OBIETTIVO A
Riporta il passo del testo sul potere mediatico del Milan da "Il potere mediatico" a "Goteborg in coppa).".
OBIETTIVO B
Elenca tutte le squadre di calcio nominate nel testo sul potere mediatico del Milan.
OBIETTIVO C
Spiega perché, secondo il testo sul potere mediatico del Milan, Baresi piange negli studi di Pressing.

TESTO FORNITO

Il potere mediatico milanista è così diffuso che nel 1992 riesce persino a far vincere a Van Basten un discusso pallone d’oro: non certamente per il valore del giocatore, che era altissimo, ma perché l’olandese non aveva partecipato alle coppe europee di quell’anno e aveva disputato un deludente europeo a fronte però, va detto, di un grande inizio della stagione 1992/93 (tanti gol in campionato e un poker al Goteborg in coppa).
Il 31 ottobre 1993, 10° giornata di campionato, il Milan perde 3-2 con la Sampdoria dopo essere stato in vantaggio per 2-0. A siglare il gol decisivo è Gullit, che poco tempo prima aveva lasciato i rossoneri per trasferirsi a Genova. È proprio questa rete, segnata in fuorigioco, a scatenare le proteste dei milanisti. Negli studi di Pressing (condotto da Vianello), a rappresentare la rabbia rossonera è presente capitan Baresi. Dopo il servizio sulla partita comincia una patetica sceneggiata che vuole far passare il Milan come vittima di un complotto. Il capitano piange (lacrime vere) per la terribile ingiustizia che ha dovuto subire, dal momento che quel gol consente alla Sampdoria di superare il Milan in classifica. Di fronte a quella maschera di dolore, un giornalista presente in studio osa una considerazione «Siamo solo alla decima giornata, si può sempre rimontare», alla quale Baresi, frignante come un bambino a cui hanno sottratto un giocattolo, replica: «sì, l’anno prossimo…». Lo scudetto lo vincerà poi il Milan.
Intanto, i programmi delle tre reti del Capo vengono disseminati di immagini di calciatori rossoneri, quasi tutti mostrati nell’atto di festeggiare un gol: il Milan è gioia, è vincente, è bello tifare Milan perché comunica i valori positivi dello sport. La tattica è subdola e sottile e penetra le coscienze della massa vedente, rabbonita a colpi di culi e seni scoperti all’ora di cena. In fondo, al Milan, ci sono anche delle belle donne. Ogni tg contiene un’immagine del Milan, ad esempio nelle sigle compaiono un Massaro esultare indemoniato, oppure un Van Basten che conclude a rete. Addirittura si arriva a finezze di sublime livello: i milanisti non vengono inseriti solo nelle sigle ma, addirittura, nei fondali di studio. Mentre i giornalisti leggono le notizie del giorno i televisori collocati sullo sfondo propongono immagini relative a fatti di cronaca tra le quali, ogni tanto, spuntano azioni da gol o festeggiamenti dei magnifici rossoneri. È un appostamento martellante alla coscienza dello spettatore. Persino i programmi di costume e di approfondimento, tra una foto del Papa e una di Arafat trovano lo spazio per un Sacchi o un Donadoni. La vetta assoluta viene toccata quando, a fine 1993, il Milan vende Gullit alla Sampdoria: l’olandese, che era ritratto nell’ultima inquadratura della sigla di Studio Sport, viene prontamente sostituito da Panucci che festeggia un suo gol all’Aek Atene.

INFORMAZIONI FORNITE
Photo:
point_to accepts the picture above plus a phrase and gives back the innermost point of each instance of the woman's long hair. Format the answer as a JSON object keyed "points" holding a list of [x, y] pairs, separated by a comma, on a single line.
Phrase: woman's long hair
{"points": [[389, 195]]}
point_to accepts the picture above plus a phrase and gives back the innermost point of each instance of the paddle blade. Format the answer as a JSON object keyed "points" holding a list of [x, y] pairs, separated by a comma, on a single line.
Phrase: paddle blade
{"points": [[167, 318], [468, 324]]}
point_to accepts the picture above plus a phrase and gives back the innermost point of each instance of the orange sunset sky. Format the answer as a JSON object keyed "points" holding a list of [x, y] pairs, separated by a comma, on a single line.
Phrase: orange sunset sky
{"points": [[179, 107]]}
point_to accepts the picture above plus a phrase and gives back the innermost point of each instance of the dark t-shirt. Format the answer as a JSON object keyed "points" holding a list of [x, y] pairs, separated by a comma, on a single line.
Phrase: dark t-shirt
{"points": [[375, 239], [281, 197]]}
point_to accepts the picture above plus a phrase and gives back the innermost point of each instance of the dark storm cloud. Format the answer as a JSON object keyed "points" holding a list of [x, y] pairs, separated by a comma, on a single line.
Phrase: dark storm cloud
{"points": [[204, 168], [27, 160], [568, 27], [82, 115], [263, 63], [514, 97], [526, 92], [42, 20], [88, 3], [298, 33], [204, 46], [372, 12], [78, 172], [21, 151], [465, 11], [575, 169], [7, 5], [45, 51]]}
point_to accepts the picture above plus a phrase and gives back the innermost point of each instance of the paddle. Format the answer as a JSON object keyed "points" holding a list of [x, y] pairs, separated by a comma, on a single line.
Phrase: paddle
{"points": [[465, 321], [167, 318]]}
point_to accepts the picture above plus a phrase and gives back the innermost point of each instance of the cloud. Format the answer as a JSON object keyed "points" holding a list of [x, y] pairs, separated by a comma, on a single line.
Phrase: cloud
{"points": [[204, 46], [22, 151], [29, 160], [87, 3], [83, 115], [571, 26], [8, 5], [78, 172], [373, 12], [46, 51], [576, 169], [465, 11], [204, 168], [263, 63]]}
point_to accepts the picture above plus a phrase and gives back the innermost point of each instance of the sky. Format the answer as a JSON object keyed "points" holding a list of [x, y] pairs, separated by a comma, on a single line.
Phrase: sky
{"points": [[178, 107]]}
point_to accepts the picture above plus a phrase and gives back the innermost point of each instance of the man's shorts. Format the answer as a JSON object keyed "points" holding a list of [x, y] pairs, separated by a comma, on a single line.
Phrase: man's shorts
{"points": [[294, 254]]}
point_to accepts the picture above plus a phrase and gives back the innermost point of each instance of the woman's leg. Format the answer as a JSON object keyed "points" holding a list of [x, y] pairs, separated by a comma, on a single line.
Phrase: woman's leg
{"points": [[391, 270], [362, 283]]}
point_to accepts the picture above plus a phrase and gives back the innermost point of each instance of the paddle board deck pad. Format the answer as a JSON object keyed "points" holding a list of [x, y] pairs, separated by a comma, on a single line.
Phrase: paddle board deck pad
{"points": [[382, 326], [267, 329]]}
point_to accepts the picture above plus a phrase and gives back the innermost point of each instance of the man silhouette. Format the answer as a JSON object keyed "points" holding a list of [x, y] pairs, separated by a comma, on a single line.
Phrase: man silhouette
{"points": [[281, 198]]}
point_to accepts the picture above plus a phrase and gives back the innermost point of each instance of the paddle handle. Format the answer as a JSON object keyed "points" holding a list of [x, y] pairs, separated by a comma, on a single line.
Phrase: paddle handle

SOLUZIONE ESERCIZIO A
Il potere mediatico milanista è così diffuso che nel 1992 riesce persino a far vincere a Van Basten un discusso pallone d’oro: non certamente per il valore del giocatore, che era altissimo, ma perché l’olandese non aveva partecipato alle coppe europee di quell’anno e aveva disputato un deludente europeo a fronte però, va detto, di un grande inizio della stagione 1992/93 (tanti gol in campionato e un poker al Goteborg in coppa).

SOLUZIONE ESERCIZIO B
Milan, Sampdoria, Goteborg, Aek Atene

SOLUZIONE ESERCIZIO C
Baresi piange per la terribile ingiustizia subita, perché il gol di Gullit, segnato in fuorigioco, consente alla Sampdoria di superare il Milan in classifica.